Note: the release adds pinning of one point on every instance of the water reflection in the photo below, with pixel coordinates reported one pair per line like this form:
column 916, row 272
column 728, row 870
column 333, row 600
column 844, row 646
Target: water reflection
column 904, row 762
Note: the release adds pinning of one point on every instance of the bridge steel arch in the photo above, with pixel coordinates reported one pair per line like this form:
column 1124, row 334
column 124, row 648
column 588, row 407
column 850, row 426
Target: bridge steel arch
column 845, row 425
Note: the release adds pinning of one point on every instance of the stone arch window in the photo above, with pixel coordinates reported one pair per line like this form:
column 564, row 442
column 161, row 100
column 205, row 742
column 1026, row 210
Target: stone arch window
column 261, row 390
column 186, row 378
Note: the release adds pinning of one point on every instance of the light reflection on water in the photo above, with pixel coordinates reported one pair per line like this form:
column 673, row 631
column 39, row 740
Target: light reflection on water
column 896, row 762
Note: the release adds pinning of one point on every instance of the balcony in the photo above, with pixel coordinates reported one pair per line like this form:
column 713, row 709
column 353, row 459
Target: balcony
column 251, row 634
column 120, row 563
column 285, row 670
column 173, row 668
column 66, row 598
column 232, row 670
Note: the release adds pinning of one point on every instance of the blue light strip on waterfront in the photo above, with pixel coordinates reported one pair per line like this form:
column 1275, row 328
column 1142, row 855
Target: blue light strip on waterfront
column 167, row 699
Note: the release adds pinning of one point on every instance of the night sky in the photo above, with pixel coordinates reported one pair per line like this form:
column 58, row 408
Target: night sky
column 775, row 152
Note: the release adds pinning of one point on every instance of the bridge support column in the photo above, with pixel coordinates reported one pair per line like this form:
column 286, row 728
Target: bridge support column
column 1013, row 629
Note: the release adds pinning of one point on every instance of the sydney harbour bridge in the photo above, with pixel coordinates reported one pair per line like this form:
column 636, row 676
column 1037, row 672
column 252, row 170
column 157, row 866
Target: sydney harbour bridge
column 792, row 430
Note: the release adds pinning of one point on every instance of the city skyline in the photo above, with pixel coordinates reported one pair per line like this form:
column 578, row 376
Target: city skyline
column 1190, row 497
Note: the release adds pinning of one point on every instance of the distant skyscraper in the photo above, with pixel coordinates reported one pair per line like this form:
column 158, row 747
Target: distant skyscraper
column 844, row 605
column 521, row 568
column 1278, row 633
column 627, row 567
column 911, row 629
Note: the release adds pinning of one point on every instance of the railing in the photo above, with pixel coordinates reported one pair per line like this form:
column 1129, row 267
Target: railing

————————

What the task requires: Copy out every one of the records above word for word, keeping each line as it stands.

Answer to the task:
Note: the release adds pinning of one point on every instance of the water reflection in the photo below, with pixel coordinates reported one pair per line like this form:
column 916, row 272
column 728, row 870
column 333, row 600
column 844, row 646
Target: water reflection
column 904, row 762
Note: the release adds pinning of one point on every instance of the bridge steel arch in the photo above, with pixel coordinates reported one pair per line like this form:
column 1124, row 334
column 124, row 648
column 588, row 407
column 850, row 426
Target: bridge steel arch
column 845, row 425
Note: the release adds pinning of one point on every instance of the stone arch window in the photo above, with pixel coordinates reported one pair per line like this form:
column 564, row 442
column 161, row 100
column 205, row 742
column 1026, row 210
Target: stone arch window
column 261, row 390
column 186, row 378
Note: the release adds pinning of one point on every instance of the light reflection on water in the photo above, with pixel coordinates reported one pair per line like this form:
column 673, row 631
column 39, row 740
Target: light reflection on water
column 896, row 762
Note: the release adds pinning of one point on every instance of the balcony in the photo above, with pixel coordinates reported one pair per line like this form:
column 713, row 709
column 353, row 459
Target: balcony
column 251, row 634
column 120, row 563
column 285, row 670
column 173, row 668
column 66, row 598
column 232, row 670
Note: the release adds pinning of one point on every instance of the blue light strip on waterfront in the photo above, with pixel coordinates reported one pair per line like this form:
column 1275, row 328
column 1142, row 855
Target: blue light strip on waterfront
column 167, row 699
Note: the release adds pinning of one point on every instance of the night sky in the photo above, with pixel coordinates reported one pair per line like this form:
column 58, row 408
Target: night sky
column 775, row 152
Note: the release adds pinning of one point on every instance of the bridge support column in the photo above, with pixel coordinates reported one pair per line like this form:
column 286, row 728
Target: bridge support column
column 1013, row 629
Note: the release adds pinning of one point on every instance of the sydney harbour bridge in the photo above, with pixel coordinates reported one pair per line like this form:
column 636, row 676
column 1037, row 672
column 252, row 170
column 157, row 866
Target: sydney harbour bridge
column 792, row 430
Note: the release adds pinning of one point on every instance of the city skyline in the photo above, with pixel coordinates reported one pair per line like this form:
column 578, row 376
Target: city skyline
column 1190, row 497
Note: the release adds pinning of one point on every instance of the distant skyscraper in the photo above, with pixel coordinates reported one pair per line like this form:
column 158, row 747
Target: distant skyscraper
column 844, row 605
column 521, row 568
column 1278, row 633
column 627, row 567
column 911, row 629
Note: the release adds pinning of one point on every instance of the railing in the photo above, with pixel coordinates reported one pair per line like this form:
column 1129, row 267
Target: railing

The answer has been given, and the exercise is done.